◆ Supplied information:
▬▬▬

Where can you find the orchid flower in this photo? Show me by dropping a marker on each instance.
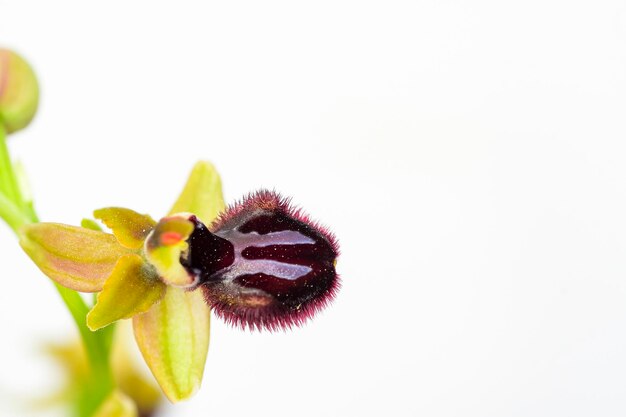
(260, 264)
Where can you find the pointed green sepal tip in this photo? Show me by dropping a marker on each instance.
(74, 257)
(129, 227)
(117, 404)
(132, 288)
(173, 337)
(19, 91)
(202, 194)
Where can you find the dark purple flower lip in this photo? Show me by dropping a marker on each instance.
(264, 264)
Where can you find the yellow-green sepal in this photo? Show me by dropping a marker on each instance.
(129, 227)
(173, 337)
(202, 194)
(74, 257)
(164, 247)
(132, 288)
(117, 404)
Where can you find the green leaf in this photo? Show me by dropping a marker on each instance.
(173, 337)
(117, 404)
(202, 194)
(132, 288)
(74, 257)
(129, 227)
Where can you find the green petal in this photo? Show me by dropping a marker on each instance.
(164, 247)
(202, 194)
(173, 337)
(76, 258)
(132, 288)
(128, 226)
(117, 404)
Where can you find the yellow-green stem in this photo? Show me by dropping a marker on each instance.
(17, 213)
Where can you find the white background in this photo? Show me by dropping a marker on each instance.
(468, 154)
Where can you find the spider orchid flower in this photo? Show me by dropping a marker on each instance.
(260, 264)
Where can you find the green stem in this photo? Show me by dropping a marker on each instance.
(11, 214)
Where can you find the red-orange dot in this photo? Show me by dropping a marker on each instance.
(170, 238)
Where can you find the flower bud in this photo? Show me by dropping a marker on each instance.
(19, 91)
(263, 264)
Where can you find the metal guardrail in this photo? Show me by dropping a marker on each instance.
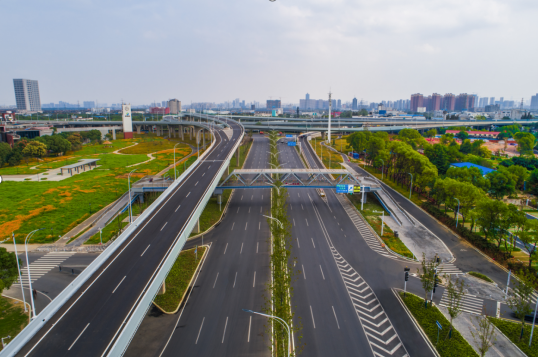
(123, 340)
(48, 312)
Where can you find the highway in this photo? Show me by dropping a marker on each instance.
(90, 322)
(364, 318)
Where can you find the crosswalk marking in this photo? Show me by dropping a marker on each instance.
(43, 265)
(469, 303)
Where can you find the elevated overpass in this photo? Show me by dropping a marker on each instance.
(99, 312)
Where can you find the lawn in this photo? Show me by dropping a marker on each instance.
(178, 279)
(60, 206)
(426, 317)
(13, 318)
(372, 212)
(512, 330)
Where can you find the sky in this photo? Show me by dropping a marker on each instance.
(214, 50)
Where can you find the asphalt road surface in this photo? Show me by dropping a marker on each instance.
(89, 323)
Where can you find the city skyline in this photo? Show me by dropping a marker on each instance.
(395, 50)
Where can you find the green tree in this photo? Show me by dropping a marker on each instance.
(502, 183)
(466, 147)
(519, 298)
(5, 151)
(8, 269)
(462, 135)
(35, 149)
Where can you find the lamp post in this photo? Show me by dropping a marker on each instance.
(130, 207)
(411, 186)
(282, 322)
(175, 176)
(28, 268)
(457, 213)
(19, 270)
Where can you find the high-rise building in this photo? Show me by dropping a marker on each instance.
(417, 100)
(534, 102)
(273, 104)
(27, 95)
(175, 106)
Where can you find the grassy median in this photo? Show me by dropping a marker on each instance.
(426, 317)
(177, 281)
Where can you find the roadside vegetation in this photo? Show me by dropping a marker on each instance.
(178, 279)
(487, 209)
(62, 205)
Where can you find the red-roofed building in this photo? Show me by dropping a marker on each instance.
(477, 134)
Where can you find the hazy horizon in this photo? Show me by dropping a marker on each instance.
(212, 51)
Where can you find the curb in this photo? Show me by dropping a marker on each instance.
(415, 322)
(190, 282)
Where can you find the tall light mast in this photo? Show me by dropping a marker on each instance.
(330, 107)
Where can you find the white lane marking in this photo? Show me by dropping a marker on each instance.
(337, 324)
(119, 284)
(224, 333)
(78, 336)
(145, 250)
(215, 280)
(200, 331)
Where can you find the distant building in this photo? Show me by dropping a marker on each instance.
(534, 102)
(175, 106)
(273, 104)
(27, 95)
(417, 100)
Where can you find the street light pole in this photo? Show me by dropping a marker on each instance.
(279, 320)
(130, 207)
(410, 187)
(28, 268)
(458, 213)
(175, 176)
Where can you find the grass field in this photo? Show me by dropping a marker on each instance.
(178, 279)
(12, 319)
(426, 317)
(60, 206)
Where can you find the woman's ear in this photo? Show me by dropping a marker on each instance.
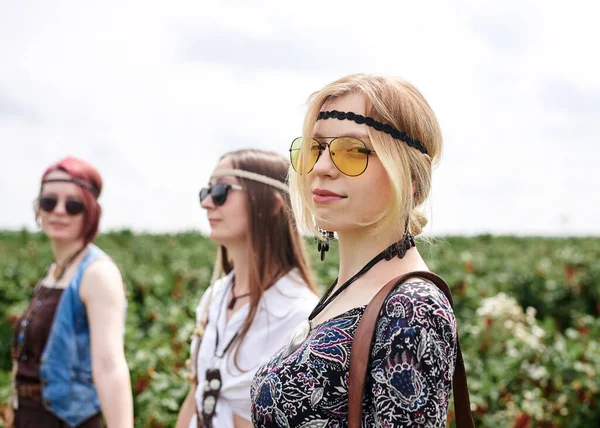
(279, 204)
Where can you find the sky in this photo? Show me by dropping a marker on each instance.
(153, 93)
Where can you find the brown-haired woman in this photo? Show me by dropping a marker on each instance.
(267, 291)
(68, 361)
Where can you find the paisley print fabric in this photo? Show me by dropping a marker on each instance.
(409, 383)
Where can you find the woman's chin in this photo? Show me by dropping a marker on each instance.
(62, 236)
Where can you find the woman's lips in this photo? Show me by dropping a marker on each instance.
(322, 196)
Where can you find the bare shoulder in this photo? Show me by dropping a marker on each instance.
(101, 276)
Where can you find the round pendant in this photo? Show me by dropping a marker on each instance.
(209, 404)
(299, 336)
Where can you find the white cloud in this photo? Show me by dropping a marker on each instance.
(154, 93)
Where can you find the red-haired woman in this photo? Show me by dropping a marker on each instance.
(68, 361)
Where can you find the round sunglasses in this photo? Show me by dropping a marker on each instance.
(218, 192)
(349, 155)
(72, 206)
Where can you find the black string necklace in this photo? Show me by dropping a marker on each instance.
(212, 379)
(300, 334)
(397, 249)
(235, 298)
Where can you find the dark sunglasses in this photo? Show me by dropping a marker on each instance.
(349, 155)
(218, 192)
(72, 206)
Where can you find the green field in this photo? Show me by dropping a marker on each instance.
(526, 367)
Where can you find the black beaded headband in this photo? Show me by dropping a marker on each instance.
(369, 121)
(81, 183)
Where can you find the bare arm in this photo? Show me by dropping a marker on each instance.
(103, 294)
(187, 410)
(239, 422)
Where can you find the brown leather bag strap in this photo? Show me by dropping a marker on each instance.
(361, 352)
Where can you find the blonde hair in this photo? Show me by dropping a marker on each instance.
(392, 101)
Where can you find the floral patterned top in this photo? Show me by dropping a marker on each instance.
(409, 382)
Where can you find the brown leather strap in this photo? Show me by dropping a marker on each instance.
(361, 352)
(32, 390)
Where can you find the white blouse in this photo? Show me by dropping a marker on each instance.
(281, 309)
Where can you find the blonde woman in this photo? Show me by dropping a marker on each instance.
(361, 169)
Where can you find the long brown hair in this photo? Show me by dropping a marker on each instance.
(274, 244)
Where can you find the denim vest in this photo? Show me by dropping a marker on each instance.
(66, 364)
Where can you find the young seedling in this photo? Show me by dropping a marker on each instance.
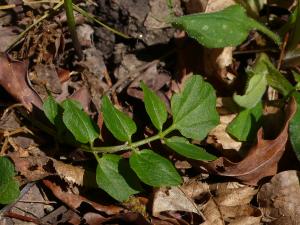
(194, 115)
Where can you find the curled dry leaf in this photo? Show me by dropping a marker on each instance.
(280, 198)
(179, 200)
(13, 75)
(262, 158)
(74, 201)
(34, 168)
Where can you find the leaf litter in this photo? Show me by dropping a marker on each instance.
(115, 66)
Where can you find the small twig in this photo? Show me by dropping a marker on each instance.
(282, 50)
(92, 17)
(72, 27)
(21, 217)
(21, 35)
(10, 6)
(39, 202)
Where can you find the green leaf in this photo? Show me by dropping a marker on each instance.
(297, 79)
(50, 108)
(155, 107)
(117, 122)
(194, 110)
(294, 128)
(9, 188)
(256, 88)
(154, 169)
(294, 36)
(183, 147)
(245, 125)
(114, 176)
(79, 123)
(275, 79)
(229, 27)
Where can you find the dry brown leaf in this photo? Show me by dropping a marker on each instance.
(233, 201)
(34, 168)
(280, 198)
(219, 136)
(7, 37)
(13, 75)
(232, 193)
(177, 205)
(241, 215)
(212, 213)
(74, 201)
(262, 158)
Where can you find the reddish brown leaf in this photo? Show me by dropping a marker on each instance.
(262, 158)
(13, 80)
(74, 201)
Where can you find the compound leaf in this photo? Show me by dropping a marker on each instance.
(228, 27)
(114, 176)
(155, 107)
(117, 122)
(154, 169)
(79, 123)
(183, 147)
(194, 109)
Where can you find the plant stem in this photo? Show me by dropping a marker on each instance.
(72, 27)
(21, 35)
(111, 149)
(92, 17)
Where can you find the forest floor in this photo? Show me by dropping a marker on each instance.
(57, 180)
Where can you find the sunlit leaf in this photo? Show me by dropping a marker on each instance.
(114, 176)
(79, 123)
(155, 107)
(294, 129)
(154, 169)
(183, 147)
(255, 90)
(194, 109)
(117, 122)
(9, 188)
(229, 27)
(245, 125)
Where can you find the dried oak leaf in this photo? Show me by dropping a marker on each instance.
(262, 158)
(279, 199)
(13, 75)
(74, 201)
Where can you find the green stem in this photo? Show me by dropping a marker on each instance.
(92, 17)
(21, 35)
(111, 149)
(72, 27)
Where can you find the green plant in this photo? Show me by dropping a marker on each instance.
(194, 115)
(9, 188)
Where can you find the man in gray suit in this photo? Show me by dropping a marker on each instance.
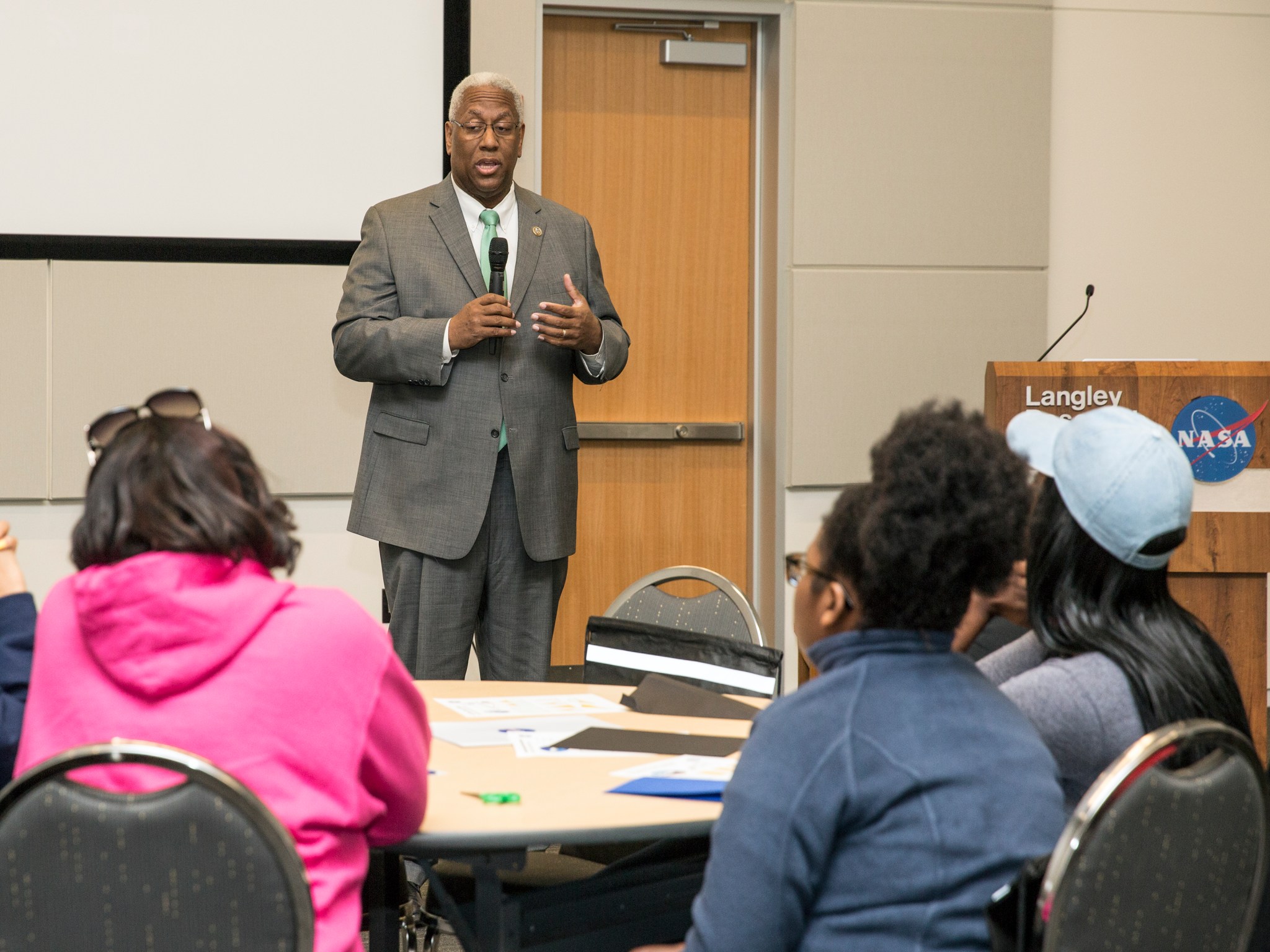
(469, 471)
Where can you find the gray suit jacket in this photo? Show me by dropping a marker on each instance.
(431, 437)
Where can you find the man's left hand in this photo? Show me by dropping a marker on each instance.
(569, 327)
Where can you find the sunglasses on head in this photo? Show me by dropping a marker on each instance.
(178, 403)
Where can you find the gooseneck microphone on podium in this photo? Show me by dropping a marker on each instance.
(497, 275)
(1089, 294)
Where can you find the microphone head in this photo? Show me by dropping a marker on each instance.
(498, 254)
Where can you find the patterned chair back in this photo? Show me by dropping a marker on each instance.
(1166, 851)
(724, 612)
(200, 865)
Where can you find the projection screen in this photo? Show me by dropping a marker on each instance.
(228, 120)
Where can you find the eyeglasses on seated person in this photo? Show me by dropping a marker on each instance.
(175, 403)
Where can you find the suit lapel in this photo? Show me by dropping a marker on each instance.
(528, 244)
(448, 219)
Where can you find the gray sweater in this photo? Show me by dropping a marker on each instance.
(1081, 707)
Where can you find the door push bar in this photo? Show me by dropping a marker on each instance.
(724, 432)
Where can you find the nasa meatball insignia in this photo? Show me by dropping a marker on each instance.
(1219, 437)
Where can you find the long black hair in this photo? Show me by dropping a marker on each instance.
(1081, 598)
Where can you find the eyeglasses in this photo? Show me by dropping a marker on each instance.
(797, 568)
(178, 403)
(477, 130)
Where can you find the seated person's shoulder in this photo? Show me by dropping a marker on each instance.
(331, 615)
(1023, 654)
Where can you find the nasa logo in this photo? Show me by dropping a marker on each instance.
(1219, 437)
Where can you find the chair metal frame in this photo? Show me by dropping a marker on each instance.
(1137, 759)
(681, 573)
(198, 771)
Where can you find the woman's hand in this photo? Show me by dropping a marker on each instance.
(11, 573)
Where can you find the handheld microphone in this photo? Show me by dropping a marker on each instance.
(498, 267)
(1089, 294)
(497, 275)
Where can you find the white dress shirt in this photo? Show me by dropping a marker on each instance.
(507, 227)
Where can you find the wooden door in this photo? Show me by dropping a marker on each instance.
(659, 159)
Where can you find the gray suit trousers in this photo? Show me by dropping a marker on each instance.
(495, 593)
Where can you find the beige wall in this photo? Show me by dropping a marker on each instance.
(23, 380)
(1160, 186)
(920, 220)
(254, 342)
(505, 40)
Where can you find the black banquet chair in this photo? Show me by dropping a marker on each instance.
(1166, 851)
(201, 865)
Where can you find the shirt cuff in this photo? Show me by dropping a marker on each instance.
(595, 363)
(446, 353)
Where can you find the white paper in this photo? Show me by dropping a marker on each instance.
(530, 706)
(539, 744)
(492, 734)
(686, 767)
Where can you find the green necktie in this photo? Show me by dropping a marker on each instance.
(489, 219)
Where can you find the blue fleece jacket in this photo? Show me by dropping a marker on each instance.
(878, 808)
(17, 643)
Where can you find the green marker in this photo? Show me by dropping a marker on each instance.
(494, 798)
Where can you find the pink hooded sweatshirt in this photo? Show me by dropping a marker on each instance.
(295, 692)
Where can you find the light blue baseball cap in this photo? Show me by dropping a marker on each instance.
(1122, 477)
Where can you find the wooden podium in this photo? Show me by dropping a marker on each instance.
(1221, 571)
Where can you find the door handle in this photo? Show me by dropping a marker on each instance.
(723, 432)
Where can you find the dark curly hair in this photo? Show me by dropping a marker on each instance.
(840, 535)
(948, 516)
(172, 485)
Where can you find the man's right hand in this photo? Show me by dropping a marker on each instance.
(488, 316)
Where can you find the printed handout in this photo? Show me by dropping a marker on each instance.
(530, 706)
(497, 733)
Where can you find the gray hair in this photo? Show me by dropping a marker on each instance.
(487, 79)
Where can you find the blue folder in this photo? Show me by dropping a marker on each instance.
(672, 787)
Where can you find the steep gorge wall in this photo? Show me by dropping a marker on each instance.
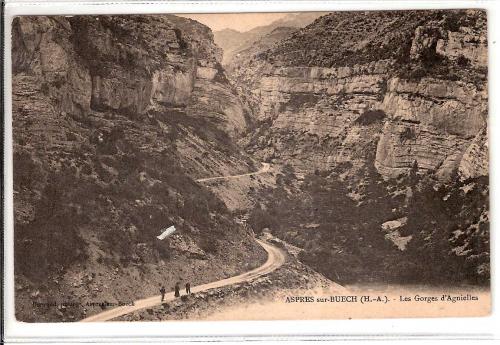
(433, 94)
(113, 119)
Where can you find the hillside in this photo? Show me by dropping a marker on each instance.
(113, 119)
(233, 42)
(381, 118)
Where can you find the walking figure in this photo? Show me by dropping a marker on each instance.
(162, 291)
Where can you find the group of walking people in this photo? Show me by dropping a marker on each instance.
(177, 292)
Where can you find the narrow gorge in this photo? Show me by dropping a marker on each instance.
(372, 127)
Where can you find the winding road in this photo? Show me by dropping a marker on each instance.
(265, 168)
(275, 259)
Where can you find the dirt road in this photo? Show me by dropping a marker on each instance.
(275, 259)
(265, 168)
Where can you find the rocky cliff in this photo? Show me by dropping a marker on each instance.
(113, 118)
(419, 77)
(383, 117)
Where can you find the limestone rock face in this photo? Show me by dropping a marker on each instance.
(474, 162)
(90, 64)
(431, 98)
(431, 123)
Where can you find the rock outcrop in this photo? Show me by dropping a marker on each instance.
(433, 97)
(113, 119)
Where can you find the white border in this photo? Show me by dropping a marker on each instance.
(448, 328)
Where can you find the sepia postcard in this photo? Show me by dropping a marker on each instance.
(250, 166)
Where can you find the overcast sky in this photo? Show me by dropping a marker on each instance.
(237, 21)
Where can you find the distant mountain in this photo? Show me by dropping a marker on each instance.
(233, 41)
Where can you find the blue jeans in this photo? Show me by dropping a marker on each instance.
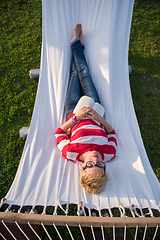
(80, 82)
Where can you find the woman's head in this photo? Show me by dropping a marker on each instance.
(93, 176)
(93, 183)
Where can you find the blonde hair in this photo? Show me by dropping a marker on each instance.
(92, 183)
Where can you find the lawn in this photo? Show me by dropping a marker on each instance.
(21, 34)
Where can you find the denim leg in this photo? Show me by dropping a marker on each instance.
(87, 84)
(74, 89)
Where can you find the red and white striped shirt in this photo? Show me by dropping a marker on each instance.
(86, 135)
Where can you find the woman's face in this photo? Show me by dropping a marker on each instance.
(95, 157)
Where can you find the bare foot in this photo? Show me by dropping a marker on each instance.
(77, 32)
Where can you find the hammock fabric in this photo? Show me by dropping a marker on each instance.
(43, 175)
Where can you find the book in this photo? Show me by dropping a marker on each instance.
(86, 101)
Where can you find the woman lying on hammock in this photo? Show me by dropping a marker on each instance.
(87, 143)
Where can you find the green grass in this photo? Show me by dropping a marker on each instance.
(21, 33)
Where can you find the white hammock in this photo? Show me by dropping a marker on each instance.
(44, 177)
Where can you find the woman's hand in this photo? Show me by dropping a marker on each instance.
(94, 115)
(84, 113)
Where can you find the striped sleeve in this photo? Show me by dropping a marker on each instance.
(62, 141)
(112, 142)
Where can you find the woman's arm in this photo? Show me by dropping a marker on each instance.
(81, 114)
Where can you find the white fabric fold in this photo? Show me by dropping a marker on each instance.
(43, 175)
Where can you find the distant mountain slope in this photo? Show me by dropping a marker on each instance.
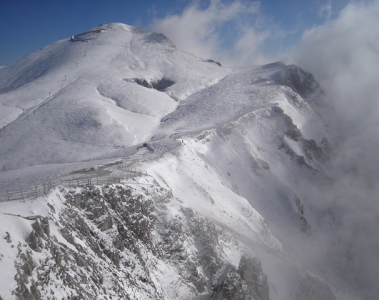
(233, 201)
(81, 97)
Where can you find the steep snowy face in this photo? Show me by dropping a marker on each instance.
(231, 205)
(87, 95)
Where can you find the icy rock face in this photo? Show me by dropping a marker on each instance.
(119, 241)
(248, 282)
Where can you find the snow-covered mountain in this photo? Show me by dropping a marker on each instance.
(229, 200)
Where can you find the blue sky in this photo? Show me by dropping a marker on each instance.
(29, 25)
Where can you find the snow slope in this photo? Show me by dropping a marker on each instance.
(237, 162)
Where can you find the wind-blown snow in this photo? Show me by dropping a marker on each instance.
(236, 162)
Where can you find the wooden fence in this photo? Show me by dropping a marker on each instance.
(44, 188)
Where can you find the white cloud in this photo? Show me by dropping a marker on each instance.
(343, 54)
(202, 31)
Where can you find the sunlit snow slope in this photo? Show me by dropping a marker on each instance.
(79, 97)
(236, 159)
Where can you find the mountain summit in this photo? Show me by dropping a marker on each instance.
(201, 181)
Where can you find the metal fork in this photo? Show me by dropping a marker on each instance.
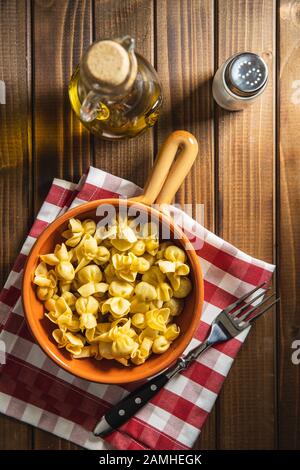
(228, 324)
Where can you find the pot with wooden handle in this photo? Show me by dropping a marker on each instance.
(165, 179)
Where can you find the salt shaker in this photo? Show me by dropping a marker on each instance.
(240, 80)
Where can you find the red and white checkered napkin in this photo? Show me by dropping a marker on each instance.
(35, 390)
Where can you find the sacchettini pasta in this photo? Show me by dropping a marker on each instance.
(111, 294)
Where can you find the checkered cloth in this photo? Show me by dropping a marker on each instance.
(35, 390)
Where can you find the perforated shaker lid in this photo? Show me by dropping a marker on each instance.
(246, 74)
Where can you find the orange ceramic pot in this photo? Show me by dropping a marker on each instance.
(163, 183)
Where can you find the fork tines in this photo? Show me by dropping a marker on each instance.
(246, 308)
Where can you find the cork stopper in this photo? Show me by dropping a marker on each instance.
(108, 62)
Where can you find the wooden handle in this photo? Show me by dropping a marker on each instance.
(166, 177)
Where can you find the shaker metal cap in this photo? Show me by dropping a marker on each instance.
(246, 74)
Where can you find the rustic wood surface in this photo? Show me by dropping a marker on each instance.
(247, 175)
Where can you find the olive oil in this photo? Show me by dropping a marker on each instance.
(115, 92)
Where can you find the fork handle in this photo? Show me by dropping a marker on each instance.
(130, 405)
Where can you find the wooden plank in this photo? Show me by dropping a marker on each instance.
(130, 159)
(62, 30)
(15, 163)
(245, 217)
(289, 225)
(185, 64)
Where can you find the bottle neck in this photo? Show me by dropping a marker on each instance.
(107, 74)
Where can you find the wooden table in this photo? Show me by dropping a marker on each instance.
(246, 175)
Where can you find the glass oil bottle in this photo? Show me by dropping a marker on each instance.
(114, 91)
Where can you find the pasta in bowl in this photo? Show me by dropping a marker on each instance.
(91, 293)
(111, 294)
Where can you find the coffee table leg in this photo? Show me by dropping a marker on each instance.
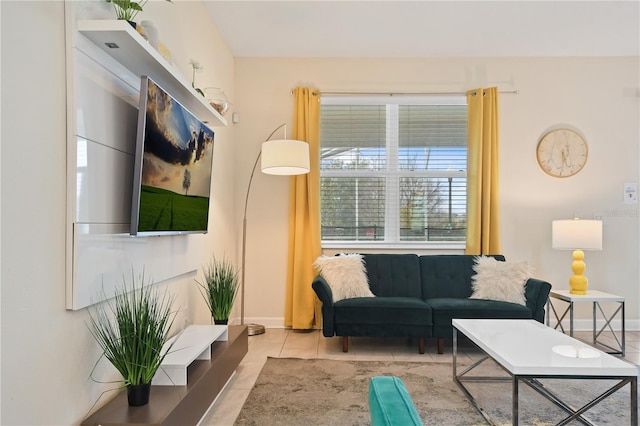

▬▬▬

◆ Problem requirements:
Turn the lines from the one containing "Where can you find the wooden table" through the end of the items into a JSON list of strings, with one string per line and blank lines omitted. Leave the pictures out of the answer.

◆ In response:
[
  "Where can you find the wooden table in this photo? Show me by dropping a marker on each instance.",
  "(246, 175)",
  "Where can you find the glass oil bottle in this photo? Show me by dropping a marker on each instance.",
  "(114, 91)",
  "Where can you find the pasta in bowl in this photo? Show me by dropping a marker on each instance.",
  "(91, 293)",
  "(111, 294)",
  "Where can you find the coffee table leg in this photo? Show me by dropping a marker on each instance."
]